— Exercise aim —
Take all the material and copy it exactly.

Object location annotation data
* * *

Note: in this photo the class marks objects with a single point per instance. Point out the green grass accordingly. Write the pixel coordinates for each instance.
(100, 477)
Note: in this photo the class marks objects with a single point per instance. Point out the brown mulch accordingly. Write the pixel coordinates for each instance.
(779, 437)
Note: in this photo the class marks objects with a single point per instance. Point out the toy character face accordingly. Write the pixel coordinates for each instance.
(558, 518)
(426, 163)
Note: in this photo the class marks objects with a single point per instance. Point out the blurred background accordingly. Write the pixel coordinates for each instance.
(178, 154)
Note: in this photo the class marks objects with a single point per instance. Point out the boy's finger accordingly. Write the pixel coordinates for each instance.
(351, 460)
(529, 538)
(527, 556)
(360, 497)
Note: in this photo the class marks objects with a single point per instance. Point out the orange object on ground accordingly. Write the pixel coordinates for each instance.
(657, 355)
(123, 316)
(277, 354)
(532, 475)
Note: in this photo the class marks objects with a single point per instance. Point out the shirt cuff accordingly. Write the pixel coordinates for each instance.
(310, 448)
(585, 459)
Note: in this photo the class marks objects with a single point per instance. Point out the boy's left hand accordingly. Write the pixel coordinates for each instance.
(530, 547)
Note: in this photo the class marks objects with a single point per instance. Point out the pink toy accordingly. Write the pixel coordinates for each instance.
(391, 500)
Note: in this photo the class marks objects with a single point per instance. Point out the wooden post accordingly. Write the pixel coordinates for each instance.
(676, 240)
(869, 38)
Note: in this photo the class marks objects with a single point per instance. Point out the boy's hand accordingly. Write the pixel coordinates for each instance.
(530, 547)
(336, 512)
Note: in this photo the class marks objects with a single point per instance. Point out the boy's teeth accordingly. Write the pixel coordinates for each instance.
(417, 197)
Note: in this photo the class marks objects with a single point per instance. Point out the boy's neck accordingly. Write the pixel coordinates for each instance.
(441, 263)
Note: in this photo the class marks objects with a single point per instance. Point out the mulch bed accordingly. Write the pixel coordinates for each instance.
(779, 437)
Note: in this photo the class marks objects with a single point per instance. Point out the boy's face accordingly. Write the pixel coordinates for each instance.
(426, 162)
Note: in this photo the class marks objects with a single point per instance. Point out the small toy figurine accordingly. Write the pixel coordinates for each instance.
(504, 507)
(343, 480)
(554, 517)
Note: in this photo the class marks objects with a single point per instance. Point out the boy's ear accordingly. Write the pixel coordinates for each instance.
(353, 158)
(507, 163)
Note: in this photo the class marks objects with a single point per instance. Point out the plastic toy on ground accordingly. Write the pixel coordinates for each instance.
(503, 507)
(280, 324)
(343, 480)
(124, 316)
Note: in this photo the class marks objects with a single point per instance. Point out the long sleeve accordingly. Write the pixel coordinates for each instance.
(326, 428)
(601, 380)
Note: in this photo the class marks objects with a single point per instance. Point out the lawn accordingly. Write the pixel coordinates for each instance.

* * *

— Correct answer —
Note: in this photo the class marks objects with a single point per instance. Point out the green grass accordingly. Write the pixel coordinates for each instance.
(100, 477)
Note: in this photo the class marks objects with a single point per instance. Point out the brown mulch accordingly. Write the pixel coordinates for each instance.
(779, 437)
Note: in this photo the class marks objects with a single point per instance. Point out the toy character face accordingly. Write the pixel coordinates for each instance.
(558, 518)
(426, 163)
Note: in this photo the class marks objects with a single point per instance. Point out the blurred background accordingly. Write the pixel coordinates for each instance.
(178, 154)
Note: in this photo the class marks objects with a single point per instance. Point out the boy's finger accordingly. Write the pixel coordinates for each instance.
(351, 460)
(529, 538)
(527, 556)
(360, 497)
Note: in this photo the class marks objects with a single point per instance. Point out the orange object on ground accordingly. Write the pixel coordinates for each instance.
(657, 355)
(123, 316)
(277, 354)
(532, 475)
Note: in this photo the class marks objects with a single point per instance. Point out the shirt cuff accordingly. Write the pixel coordinates for each instance.
(310, 448)
(585, 459)
Note: in this photo the class marks objects with a single point per instance. Point out the boy's left hand accordingly. Write the pixel coordinates for each instance.
(530, 547)
Note: in this photo the class marks objects with a single point per instance. Point out the pink toy accordingly. Write the pixel coordinates for each instance.
(391, 500)
Note: in this photo the class marks objects with a single point per instance. Point out the wooden post accordingly. Write the pixel coordinates for each instance.
(676, 240)
(869, 38)
Note: in this photo the class marks objects with a single point per instance. Point out the boy's hand accordingly. Write the pixel coordinates for each instance.
(530, 547)
(336, 512)
Note: in this photo the class marks objects with a single point per instance. Point out the boy's teeth accordingly. Write the pixel coordinates for each instance.
(417, 197)
Note: in this photo the class marks objects with a single point per instance. Point out the boy's neck accordingly. Write the pixel coordinates for each instance.
(441, 263)
Note: in this photo the class marks objects with a single point per instance. Point out the mulch bed accordingly. Write the pixel coordinates for each instance.
(779, 437)
Note: in this photo the class marks objects with a single point per instance. Point out the boy's face accordingly. Write the pixel coordinates for each instance.
(426, 162)
Note: in this photo the class marks objects with a single point per instance. Point out the small toy figurine accordingly. Write the pixel coordinates for each instance.
(504, 507)
(343, 480)
(554, 517)
Note: in this photo the class marks objects with a single point per instance. Point out the boy's ear accordingly. Write the pixel coordinates for each instance.
(353, 158)
(507, 163)
Note: in this photo the class marks objects with a single point per instance. Point out the plastic toy on ground accordingly. Write the pixel coordinates for each instance.
(503, 507)
(280, 324)
(343, 480)
(124, 316)
Note: in this photo the class marks objects with a single point per instance. Point out the long sleeve accordingly. Write the pixel coordinates for each instance.
(326, 428)
(601, 380)
Note: in this photo the class marks objects with a single point per instance. Point out the lawn accordingly. Write the pixel coordinates for each instance.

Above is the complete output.